===== Supplied text =====

DJ: Yes, it’s a nice word. I like it. I knew of the Bauhaus and of De Stijl, and the Russian Constructivists of course, but other than the beginning work, which has some influence from Matisse and Mondrian and Léger, my work is basically developed from the paintings of Barnett Newman, Jackson Pollock, and Mark Rothko — none in a direct way, but more as a context. And the Bauhaus and the rest all seem, and this is a function of age, very remote in time to me — so very long ago and very far away. I’m much more knowledgeable and interested in them now than I was thirty or forty years ago. There was also not so much to see in New York. A little bit in the Museum of Modern Art, but not much. So my interest in all of those groups is very roundabout. The Russians were very obscure at that point. Well they existed, there were paintings in the Museum of Modern Art, but not much was known about them, there was no book — Camilla Gray’s book [The Great Experiment: Russian Art 1863-1922, 1962] came out later.
RW: While you developed your art, what kinds of discussions among the intellectuals of New York were going on?

===== Dataset records =====

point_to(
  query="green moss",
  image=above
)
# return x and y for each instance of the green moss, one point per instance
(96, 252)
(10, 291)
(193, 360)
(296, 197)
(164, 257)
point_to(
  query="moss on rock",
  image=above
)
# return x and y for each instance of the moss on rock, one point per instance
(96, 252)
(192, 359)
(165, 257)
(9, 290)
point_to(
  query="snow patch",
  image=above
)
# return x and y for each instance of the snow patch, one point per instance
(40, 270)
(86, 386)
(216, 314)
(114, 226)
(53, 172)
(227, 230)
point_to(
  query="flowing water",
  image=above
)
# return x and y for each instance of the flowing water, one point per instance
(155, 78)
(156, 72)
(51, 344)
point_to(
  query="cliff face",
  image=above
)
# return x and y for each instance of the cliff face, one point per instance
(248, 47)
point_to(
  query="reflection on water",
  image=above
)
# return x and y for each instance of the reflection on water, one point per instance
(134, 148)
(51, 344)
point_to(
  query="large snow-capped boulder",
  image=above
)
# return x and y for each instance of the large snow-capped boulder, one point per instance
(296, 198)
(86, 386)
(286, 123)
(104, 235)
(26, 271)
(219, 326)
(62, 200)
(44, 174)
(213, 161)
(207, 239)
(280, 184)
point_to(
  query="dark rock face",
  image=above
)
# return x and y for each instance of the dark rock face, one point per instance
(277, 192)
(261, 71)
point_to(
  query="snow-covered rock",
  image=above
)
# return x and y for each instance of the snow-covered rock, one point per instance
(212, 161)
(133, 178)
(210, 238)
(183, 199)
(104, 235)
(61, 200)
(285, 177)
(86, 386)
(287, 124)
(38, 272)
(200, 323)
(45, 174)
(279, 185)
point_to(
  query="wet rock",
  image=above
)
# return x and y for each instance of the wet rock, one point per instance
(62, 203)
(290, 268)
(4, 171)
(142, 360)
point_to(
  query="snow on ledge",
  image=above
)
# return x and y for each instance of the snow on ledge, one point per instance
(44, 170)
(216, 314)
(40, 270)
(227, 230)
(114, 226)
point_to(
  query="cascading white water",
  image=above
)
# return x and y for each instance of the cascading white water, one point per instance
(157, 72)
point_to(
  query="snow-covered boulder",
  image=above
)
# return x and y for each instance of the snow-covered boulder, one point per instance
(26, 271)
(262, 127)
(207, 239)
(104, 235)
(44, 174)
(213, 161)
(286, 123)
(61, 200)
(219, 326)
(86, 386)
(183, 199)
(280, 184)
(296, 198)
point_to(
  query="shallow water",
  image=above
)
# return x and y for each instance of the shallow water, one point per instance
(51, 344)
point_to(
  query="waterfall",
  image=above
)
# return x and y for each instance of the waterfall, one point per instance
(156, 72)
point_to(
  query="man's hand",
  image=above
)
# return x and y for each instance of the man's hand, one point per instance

=====
===== Dataset records =====

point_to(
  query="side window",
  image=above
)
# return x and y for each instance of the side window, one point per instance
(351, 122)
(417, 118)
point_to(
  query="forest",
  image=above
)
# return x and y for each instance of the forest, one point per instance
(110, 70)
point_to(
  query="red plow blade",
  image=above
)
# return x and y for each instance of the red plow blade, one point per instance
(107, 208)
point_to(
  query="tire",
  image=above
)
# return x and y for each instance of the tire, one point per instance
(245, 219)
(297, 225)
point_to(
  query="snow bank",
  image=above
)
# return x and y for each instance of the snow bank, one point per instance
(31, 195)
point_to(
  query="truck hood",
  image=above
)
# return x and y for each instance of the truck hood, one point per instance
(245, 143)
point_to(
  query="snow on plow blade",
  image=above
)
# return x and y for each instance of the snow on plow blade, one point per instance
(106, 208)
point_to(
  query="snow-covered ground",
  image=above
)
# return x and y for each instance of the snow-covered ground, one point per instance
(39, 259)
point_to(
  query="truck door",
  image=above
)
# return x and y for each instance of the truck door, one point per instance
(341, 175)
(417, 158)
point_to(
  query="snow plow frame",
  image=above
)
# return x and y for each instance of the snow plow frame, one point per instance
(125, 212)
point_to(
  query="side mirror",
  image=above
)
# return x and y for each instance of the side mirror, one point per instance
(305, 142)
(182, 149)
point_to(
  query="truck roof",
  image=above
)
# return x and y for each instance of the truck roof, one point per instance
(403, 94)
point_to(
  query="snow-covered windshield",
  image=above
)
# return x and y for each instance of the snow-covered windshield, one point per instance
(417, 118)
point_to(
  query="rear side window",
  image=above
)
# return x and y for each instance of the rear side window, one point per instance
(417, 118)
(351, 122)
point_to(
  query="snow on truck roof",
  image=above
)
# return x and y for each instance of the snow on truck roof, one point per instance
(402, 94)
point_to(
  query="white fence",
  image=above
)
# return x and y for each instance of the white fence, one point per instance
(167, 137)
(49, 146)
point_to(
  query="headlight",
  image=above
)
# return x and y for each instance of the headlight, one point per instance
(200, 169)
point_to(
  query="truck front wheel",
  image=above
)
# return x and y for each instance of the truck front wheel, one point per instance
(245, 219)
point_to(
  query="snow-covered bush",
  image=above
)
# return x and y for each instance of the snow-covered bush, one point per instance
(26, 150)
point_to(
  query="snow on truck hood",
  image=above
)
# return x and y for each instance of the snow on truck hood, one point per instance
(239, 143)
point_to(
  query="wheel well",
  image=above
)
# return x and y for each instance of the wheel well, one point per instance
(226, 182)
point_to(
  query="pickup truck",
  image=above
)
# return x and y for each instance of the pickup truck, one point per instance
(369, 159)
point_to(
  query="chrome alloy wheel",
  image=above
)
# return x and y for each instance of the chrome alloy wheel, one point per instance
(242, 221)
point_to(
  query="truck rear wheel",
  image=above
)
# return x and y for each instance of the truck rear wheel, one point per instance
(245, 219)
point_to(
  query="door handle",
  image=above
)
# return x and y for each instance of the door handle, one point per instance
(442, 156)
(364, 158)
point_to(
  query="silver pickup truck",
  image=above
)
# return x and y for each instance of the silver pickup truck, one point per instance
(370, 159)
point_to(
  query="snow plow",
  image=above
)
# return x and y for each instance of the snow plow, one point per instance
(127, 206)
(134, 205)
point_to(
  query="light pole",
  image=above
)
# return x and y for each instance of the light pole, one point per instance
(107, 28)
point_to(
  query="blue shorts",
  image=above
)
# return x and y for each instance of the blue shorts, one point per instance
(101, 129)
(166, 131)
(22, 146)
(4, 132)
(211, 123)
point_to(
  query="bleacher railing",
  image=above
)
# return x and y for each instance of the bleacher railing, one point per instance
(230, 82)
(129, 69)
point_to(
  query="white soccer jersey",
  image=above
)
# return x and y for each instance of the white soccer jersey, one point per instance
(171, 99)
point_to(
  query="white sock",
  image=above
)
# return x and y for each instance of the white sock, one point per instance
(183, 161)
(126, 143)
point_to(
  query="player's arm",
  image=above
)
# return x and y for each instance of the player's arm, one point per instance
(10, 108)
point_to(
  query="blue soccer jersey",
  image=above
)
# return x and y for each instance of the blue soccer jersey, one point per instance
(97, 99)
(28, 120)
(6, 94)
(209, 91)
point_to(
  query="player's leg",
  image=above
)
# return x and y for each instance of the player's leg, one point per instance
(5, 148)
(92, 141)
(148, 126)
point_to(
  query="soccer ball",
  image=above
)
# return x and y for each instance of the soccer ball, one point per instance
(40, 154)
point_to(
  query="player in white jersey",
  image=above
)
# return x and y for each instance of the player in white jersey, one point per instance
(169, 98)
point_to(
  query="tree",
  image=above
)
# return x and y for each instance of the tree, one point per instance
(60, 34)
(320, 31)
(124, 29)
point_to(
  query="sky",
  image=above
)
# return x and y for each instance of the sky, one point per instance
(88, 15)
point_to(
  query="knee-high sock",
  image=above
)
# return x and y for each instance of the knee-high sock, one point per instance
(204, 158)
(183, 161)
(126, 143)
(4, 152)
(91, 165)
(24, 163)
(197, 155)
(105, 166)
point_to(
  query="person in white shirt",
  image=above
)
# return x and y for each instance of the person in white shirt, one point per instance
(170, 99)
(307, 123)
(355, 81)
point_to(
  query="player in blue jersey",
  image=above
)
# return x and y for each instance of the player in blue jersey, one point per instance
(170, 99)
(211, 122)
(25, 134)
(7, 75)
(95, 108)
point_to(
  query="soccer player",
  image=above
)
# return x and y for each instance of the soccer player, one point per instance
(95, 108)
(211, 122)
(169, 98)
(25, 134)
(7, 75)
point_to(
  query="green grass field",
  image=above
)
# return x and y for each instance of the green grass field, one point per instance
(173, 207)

=====

• Instructions:
1 > Gather each line of the records that contains the string "player".
2 > Extend the art interview past its final line.
The art interview and the records come from unrelated sources.

• Exercise answers:
1 >
  query="player's arm",
# return x and y for each instance of the player's arm, one point per instance
  query="player's leg",
# return x and y for each instance of the player's leg, one point per instance
  query="player in white jersey",
# return x and y for each instance of the player in white jersey, one point per instance
  query="player in blue jersey",
# return x and y for each instance of the player in blue jersey, one point per instance
  query="soccer player",
# return x and y for each instance of the soccer player, one point per instance

2 >
DJ: I have no idea. The situation in New York, and I think in the whole United States, was very much split into groups. I didn’t know any of the painters in New York. I knew their work, but I made a point of not knowing them because I didn’t want to be too involved in it before I was ready to be involved in it. I only got to know Barnett Newman in 1964, not earlier. I never met Jackson Pollock and basically I never sat around talking with anyone. The literary situation in New York seemed to me rather backward. I didn’t know much about people like Hannah Arendt. I knew of her, that she wrote about social matters. My main intellectual connection was to Columbia University and American and English philosophy. I majored in philosophy, therefore that was the context and Columbia, at that point, was very empirical in its philosophy, and that suited me fine — that was a very happy arrangement. And afterwards, with a lapse of years, I studied in the art history department at Columbia. The art historians were, on the whole, rather limited. The person there that was most interesting by far, and the only one perhaps you could really call an intellectual, was Meyer Schapiro. I had a course with him, “American Painting 1940 to ’50,” in 1952, probably. So he knew Barney, Reinhardt, everyone, Pollock. And he was interested in their work and of course, he’s a very good historian in his own right — with very nice books on Romanesque art — nice-looking books. But it was very difficult to know writers or people in other fields. It’s a little bit easier in Europe.
RW: You started as a painter and you gave up painting completely. Why?
DJ: Well, the easiest answer is, I couldn’t get what I wanted with painting. The problems that it presented were not possible to solve.
RW: So you started to work on volumes, on a geometrical basis.
DJ: Yeah.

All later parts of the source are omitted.